[Opening GIVEN DATA section]

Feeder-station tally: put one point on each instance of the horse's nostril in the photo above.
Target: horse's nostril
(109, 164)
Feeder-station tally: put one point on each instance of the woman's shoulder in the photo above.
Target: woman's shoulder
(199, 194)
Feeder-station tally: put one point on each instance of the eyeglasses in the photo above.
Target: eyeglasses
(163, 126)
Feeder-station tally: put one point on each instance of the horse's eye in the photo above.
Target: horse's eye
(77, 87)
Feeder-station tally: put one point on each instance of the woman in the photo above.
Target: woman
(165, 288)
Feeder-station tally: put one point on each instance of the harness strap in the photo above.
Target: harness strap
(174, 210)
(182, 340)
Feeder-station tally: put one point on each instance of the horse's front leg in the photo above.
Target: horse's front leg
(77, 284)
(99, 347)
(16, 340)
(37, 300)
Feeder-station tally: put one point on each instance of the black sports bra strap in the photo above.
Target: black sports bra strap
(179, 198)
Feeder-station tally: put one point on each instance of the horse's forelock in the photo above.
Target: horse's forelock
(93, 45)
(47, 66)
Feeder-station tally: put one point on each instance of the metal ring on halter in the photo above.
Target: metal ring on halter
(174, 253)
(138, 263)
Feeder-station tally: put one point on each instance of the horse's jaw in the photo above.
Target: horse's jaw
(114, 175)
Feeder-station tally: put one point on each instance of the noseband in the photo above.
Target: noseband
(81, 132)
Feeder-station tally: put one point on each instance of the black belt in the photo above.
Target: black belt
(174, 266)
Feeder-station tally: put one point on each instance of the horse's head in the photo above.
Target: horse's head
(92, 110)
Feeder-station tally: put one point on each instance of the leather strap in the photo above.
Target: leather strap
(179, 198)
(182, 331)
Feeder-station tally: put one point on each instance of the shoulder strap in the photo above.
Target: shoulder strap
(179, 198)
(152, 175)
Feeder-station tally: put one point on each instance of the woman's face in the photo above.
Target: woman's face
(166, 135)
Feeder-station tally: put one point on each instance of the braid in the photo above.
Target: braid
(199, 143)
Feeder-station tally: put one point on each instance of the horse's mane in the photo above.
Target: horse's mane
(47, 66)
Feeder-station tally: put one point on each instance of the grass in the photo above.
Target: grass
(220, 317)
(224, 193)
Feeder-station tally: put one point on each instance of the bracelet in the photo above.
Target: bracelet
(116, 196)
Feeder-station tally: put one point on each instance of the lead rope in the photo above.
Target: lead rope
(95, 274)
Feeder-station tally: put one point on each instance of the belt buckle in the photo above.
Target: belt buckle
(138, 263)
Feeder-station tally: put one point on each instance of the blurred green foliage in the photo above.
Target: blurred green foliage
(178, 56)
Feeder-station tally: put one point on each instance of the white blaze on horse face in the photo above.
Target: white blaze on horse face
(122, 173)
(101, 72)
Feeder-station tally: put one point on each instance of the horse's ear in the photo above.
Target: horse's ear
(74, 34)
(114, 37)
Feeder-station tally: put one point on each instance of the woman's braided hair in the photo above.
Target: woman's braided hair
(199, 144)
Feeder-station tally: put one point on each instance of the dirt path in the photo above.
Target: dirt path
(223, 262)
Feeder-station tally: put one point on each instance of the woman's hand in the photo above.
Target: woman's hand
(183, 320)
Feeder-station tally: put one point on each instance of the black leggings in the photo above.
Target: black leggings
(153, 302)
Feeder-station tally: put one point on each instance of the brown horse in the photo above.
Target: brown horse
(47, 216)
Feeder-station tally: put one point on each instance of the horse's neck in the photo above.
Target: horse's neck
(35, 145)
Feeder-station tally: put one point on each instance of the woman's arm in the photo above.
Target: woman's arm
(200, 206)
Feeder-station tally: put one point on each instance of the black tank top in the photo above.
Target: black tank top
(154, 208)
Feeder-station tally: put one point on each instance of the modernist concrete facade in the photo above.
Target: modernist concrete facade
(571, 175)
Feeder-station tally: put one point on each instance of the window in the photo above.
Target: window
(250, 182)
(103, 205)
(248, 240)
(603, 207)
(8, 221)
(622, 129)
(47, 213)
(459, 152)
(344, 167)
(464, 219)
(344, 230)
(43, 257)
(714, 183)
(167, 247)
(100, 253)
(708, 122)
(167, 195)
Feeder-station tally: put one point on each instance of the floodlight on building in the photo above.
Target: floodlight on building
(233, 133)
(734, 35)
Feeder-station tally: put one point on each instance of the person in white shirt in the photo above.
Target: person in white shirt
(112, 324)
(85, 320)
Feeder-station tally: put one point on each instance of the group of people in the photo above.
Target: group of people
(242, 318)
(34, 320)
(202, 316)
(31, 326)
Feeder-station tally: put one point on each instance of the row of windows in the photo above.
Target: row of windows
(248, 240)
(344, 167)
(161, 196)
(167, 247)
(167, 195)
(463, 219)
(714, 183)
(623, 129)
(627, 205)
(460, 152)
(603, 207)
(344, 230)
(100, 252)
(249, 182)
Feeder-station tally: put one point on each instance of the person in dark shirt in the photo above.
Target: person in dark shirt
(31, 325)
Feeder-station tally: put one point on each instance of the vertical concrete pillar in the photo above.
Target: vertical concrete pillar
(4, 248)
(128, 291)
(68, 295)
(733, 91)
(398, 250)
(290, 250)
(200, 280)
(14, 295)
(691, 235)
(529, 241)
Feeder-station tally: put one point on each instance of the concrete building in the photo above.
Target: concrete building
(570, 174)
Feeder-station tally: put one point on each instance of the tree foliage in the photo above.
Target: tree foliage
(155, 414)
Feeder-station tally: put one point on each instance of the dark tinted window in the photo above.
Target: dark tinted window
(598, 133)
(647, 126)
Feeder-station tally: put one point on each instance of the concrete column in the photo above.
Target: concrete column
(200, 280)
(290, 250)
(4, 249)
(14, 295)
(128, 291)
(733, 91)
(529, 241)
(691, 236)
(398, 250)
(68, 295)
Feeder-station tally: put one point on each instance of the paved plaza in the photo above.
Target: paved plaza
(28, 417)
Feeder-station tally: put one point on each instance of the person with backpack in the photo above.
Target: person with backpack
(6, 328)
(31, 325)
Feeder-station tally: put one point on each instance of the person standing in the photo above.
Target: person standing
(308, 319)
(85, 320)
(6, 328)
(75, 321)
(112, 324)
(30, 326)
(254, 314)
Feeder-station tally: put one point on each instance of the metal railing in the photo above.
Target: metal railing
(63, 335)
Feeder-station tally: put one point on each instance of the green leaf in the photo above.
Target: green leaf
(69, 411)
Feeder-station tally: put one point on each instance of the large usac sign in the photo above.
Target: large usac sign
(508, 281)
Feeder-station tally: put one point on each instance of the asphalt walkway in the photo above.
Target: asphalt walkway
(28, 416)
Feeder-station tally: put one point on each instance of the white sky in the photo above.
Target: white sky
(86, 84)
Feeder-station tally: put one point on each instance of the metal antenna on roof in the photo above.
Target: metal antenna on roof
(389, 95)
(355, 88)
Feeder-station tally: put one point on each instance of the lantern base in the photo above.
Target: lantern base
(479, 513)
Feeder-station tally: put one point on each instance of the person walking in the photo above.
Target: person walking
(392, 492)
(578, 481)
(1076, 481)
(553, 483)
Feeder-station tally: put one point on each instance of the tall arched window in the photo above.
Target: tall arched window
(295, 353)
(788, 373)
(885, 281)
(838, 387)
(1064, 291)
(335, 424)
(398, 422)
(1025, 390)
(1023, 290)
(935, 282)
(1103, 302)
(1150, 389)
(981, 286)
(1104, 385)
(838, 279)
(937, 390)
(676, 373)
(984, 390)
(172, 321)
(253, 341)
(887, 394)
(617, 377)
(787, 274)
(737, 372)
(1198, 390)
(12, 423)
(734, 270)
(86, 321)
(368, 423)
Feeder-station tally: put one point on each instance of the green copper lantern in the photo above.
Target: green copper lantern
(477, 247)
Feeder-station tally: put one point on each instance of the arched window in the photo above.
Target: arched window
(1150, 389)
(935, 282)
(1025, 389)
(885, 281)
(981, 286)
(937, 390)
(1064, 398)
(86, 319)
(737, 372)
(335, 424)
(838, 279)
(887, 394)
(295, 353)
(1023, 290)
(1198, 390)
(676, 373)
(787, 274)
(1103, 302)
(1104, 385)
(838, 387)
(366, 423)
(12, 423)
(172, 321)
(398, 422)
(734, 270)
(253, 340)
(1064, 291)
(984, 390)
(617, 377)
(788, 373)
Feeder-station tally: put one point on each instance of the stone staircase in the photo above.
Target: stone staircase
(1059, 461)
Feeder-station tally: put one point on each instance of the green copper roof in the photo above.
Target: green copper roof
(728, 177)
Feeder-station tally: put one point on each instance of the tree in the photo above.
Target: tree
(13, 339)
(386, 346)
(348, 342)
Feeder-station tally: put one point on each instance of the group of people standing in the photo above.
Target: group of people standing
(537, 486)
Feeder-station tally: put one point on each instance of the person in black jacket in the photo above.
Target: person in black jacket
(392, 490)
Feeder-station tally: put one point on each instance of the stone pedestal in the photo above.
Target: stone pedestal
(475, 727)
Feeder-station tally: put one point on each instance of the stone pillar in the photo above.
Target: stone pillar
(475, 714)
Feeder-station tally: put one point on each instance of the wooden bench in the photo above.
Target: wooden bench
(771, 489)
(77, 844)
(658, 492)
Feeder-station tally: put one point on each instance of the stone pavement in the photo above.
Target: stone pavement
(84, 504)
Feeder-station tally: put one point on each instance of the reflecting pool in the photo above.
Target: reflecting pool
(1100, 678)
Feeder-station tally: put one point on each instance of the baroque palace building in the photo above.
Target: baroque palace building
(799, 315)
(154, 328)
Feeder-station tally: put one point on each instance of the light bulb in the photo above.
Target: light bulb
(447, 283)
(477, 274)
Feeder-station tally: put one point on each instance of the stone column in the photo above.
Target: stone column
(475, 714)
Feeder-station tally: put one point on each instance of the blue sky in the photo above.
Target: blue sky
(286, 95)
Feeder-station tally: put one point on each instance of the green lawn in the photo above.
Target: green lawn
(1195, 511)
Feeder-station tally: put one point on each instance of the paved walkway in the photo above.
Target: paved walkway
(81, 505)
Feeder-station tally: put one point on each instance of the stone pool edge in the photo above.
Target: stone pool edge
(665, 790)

[Closing GIVEN DATA section]

> [THE PROBLEM]
Reproduce, exactly as they stand in the data above, the lines from the one that holds "grass in the photo above." to the one that holds "Feeder-station tally: put one point on each instance of the lead", inclusive.

> [FINISHED EXERCISE]
Feeder-station tally: put one point on each instance of the grass in the photo above.
Target: grass
(220, 317)
(224, 193)
Feeder-station tally: put one point on each instance of the bracelet in the photo above.
Target: bracelet
(116, 196)
Feeder-station tally: put one point on each instance of the lead rope in the photo above.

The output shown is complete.